→ PODANY TEKST
──────
Temat mam w miarę na świeżo i rozmawiałam z 3 różnymi ginekologami z ośrodków akademickich. Generalnie badania wolno płodowego dna mają wysoka swoistość i czułość dla zespołu downa, cała reszta niestety ale nie jest tak precyzyjna, pomimo dobrej reklamy, inne trisomie i zespoły mikrodelecji mogą wyjść ale nie muszą....
Ja zastanawiałam się bardzo długo i w naszym przypadku nie chodziło o pieniądze, że trzeba wydać i to niemala kasę. Zastanawialiśmy się nad Harmony lub Panorama bo mają najlepsza skuteczność.
Rozmawiałam ostatecznie z ginekologiem który jest mistrzem ultrasonografii, któremu ufam w 200proc, który znał nasza historie i tak dobrej jakości usg to podstawa, po drugie pappa i wolna podjednostka bhcg to powinien być standard a niestety nie jest. Test podwójny wychodzi mało miarodajny po 35r.z., więc jeśli już to wtedy wolno płodowe dna. Jeśli test potrójny wychodzi źle to i tak standardem jest wykonanie amniopunkcji a nie harmony i spółki.
──────
(Wpisy zbioru danych)
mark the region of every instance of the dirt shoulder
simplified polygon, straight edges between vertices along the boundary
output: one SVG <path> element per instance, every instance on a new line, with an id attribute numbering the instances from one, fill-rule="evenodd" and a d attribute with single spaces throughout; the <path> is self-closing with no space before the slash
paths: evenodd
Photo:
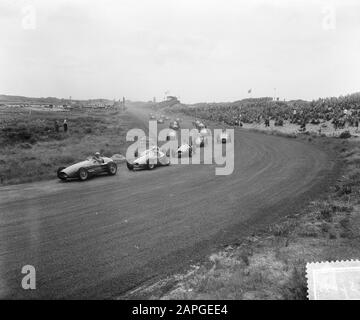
──────
→ POLECENIE A
Przetłumacz na język angielski to zdanie z podanego tekstu: „Zastanawialiśmy się nad Harmony lub Panorama bo mają najlepsza skuteczność.”
→ POLECENIE B
Przytocz dosłownie fragment podanego tekstu od słów „Ja zastanawiałam się” aż po „harmony i spółki.” włącznie.
Materiał stanowi odrębną całość, niezależną od podanego tekstu.

→ ODPOWIEDŹ A
We were considering Harmony or Panorama because they have the best effectiveness.

→ ODPOWIEDŹ B
Ja zastanawiałam się bardzo długo i w naszym przypadku nie chodziło o pieniądze, że trzeba wydać i to niemala kasę. Zastanawialiśmy się nad Harmony lub Panorama bo mają najlepsza skuteczność.
Rozmawiałam ostatecznie z ginekologiem który jest mistrzem ultrasonografii, któremu ufam w 200proc, który znał nasza historie i tak dobrej jakości usg to podstawa, po drugie pappa i wolna podjednostka bhcg to powinien być standard a niestety nie jest. Test podwójny wychodzi mało miarodajny po 35r.z., więc jeśli już to wtedy wolno płodowe dna. Jeśli test potrójny wychodzi źle to i tak standardem jest wykonanie amniopunkcji a nie harmony i spółki.